● Work request
Would you please copy each line of the listing that mentions "mouth"?

● Data under study
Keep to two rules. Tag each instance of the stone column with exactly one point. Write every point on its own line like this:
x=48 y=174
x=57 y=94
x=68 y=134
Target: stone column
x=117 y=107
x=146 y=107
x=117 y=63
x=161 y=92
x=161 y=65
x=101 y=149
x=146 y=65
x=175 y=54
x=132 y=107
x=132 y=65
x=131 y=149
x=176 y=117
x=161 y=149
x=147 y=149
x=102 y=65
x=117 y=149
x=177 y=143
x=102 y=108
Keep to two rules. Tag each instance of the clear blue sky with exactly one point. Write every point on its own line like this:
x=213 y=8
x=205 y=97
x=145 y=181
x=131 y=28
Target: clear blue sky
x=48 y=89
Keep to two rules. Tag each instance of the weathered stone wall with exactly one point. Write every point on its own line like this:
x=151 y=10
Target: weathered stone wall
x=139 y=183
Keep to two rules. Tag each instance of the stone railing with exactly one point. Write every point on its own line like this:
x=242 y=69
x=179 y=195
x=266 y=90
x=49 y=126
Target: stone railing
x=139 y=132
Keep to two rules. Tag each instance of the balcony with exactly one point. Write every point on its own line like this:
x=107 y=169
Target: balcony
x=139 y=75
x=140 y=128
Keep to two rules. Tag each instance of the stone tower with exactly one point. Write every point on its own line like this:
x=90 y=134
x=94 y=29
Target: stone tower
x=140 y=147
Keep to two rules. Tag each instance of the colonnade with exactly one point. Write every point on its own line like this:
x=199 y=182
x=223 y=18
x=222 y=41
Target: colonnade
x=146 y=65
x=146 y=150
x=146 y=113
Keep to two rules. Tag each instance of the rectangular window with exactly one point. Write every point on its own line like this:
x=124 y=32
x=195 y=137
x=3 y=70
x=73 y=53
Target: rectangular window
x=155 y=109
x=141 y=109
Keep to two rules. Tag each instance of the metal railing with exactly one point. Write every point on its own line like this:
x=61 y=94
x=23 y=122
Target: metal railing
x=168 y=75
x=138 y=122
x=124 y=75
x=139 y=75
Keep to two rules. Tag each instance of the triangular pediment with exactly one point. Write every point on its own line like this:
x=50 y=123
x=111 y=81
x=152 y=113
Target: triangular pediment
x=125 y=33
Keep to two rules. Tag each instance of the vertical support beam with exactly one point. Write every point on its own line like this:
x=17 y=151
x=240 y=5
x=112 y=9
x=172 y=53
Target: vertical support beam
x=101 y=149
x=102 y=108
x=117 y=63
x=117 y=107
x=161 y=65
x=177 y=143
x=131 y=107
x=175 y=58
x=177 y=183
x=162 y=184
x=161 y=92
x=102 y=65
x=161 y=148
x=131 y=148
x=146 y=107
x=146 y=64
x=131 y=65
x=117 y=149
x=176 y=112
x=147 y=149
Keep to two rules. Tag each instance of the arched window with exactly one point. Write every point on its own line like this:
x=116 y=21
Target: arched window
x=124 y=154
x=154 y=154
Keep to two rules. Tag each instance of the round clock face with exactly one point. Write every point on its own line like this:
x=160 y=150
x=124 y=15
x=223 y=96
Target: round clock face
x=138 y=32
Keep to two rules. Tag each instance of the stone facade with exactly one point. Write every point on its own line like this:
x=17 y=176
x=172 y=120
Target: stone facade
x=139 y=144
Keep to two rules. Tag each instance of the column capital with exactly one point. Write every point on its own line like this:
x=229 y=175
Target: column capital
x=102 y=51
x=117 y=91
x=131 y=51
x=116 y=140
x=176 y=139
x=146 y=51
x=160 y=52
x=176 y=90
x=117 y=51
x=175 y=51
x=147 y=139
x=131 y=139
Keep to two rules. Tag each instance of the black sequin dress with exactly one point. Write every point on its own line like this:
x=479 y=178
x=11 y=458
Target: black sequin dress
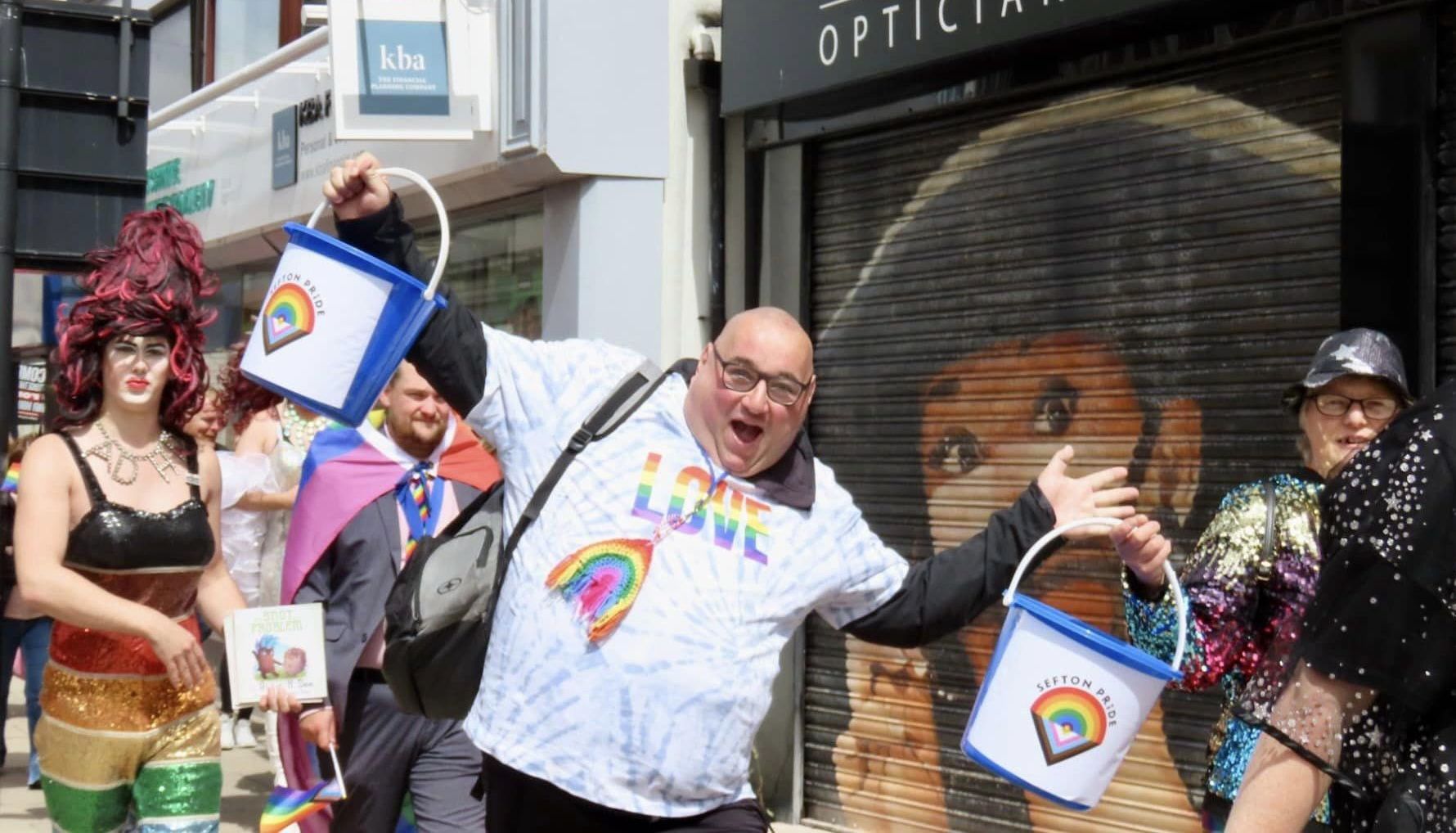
x=1368 y=694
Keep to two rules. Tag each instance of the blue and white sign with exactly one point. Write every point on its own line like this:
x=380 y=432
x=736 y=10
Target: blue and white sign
x=285 y=147
x=403 y=67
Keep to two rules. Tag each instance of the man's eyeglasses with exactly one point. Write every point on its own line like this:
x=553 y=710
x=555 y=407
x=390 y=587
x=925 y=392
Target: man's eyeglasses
x=741 y=377
x=1337 y=405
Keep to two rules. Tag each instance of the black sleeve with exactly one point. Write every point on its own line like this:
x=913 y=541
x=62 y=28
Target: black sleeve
x=946 y=592
x=450 y=351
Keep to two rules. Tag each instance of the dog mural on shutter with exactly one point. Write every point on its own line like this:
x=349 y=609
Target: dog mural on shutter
x=1112 y=246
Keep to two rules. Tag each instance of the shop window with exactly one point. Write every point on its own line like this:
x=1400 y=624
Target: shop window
x=496 y=268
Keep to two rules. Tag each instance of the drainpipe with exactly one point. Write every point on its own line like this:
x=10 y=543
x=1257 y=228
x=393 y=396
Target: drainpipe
x=9 y=182
x=703 y=73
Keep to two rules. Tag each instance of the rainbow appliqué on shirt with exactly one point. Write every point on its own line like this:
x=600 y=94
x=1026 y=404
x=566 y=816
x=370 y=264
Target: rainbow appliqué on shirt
x=603 y=580
x=1069 y=721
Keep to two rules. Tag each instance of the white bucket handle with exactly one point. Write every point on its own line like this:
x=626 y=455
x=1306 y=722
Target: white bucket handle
x=1168 y=570
x=440 y=209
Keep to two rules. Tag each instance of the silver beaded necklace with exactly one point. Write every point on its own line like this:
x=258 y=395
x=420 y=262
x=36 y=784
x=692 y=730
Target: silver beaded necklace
x=162 y=457
x=298 y=430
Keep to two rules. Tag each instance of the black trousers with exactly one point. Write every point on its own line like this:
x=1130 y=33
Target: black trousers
x=517 y=803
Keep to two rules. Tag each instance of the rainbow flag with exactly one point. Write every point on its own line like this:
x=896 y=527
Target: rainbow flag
x=289 y=806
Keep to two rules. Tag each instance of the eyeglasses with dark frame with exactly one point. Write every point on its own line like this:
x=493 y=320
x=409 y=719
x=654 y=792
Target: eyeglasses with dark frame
x=1373 y=408
x=741 y=377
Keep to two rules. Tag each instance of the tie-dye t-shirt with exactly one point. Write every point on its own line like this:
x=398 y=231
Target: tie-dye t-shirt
x=658 y=717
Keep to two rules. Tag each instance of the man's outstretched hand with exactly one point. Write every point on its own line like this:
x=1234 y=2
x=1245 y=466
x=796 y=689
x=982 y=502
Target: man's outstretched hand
x=1092 y=495
x=357 y=188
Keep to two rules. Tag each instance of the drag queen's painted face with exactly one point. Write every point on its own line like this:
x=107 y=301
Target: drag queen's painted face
x=134 y=370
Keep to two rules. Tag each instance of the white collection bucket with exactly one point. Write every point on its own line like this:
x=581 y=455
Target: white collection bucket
x=337 y=322
x=1062 y=700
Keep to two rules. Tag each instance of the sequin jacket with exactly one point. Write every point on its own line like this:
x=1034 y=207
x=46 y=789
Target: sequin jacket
x=1237 y=599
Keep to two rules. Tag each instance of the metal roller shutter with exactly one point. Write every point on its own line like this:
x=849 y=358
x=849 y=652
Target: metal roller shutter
x=1446 y=200
x=1136 y=270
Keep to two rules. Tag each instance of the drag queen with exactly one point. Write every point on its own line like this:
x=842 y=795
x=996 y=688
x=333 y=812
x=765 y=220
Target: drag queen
x=117 y=541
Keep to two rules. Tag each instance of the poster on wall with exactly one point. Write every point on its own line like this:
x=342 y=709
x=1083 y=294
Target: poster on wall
x=410 y=69
x=29 y=394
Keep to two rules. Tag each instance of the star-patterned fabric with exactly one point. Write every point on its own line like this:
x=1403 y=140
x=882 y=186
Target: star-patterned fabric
x=1368 y=692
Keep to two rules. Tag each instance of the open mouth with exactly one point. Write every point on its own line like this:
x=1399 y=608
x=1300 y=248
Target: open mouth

● Answer
Keep to two rules. Tag each instance of the open mouth with exactly one point. Write every point on its own line like this:
Target: open mouth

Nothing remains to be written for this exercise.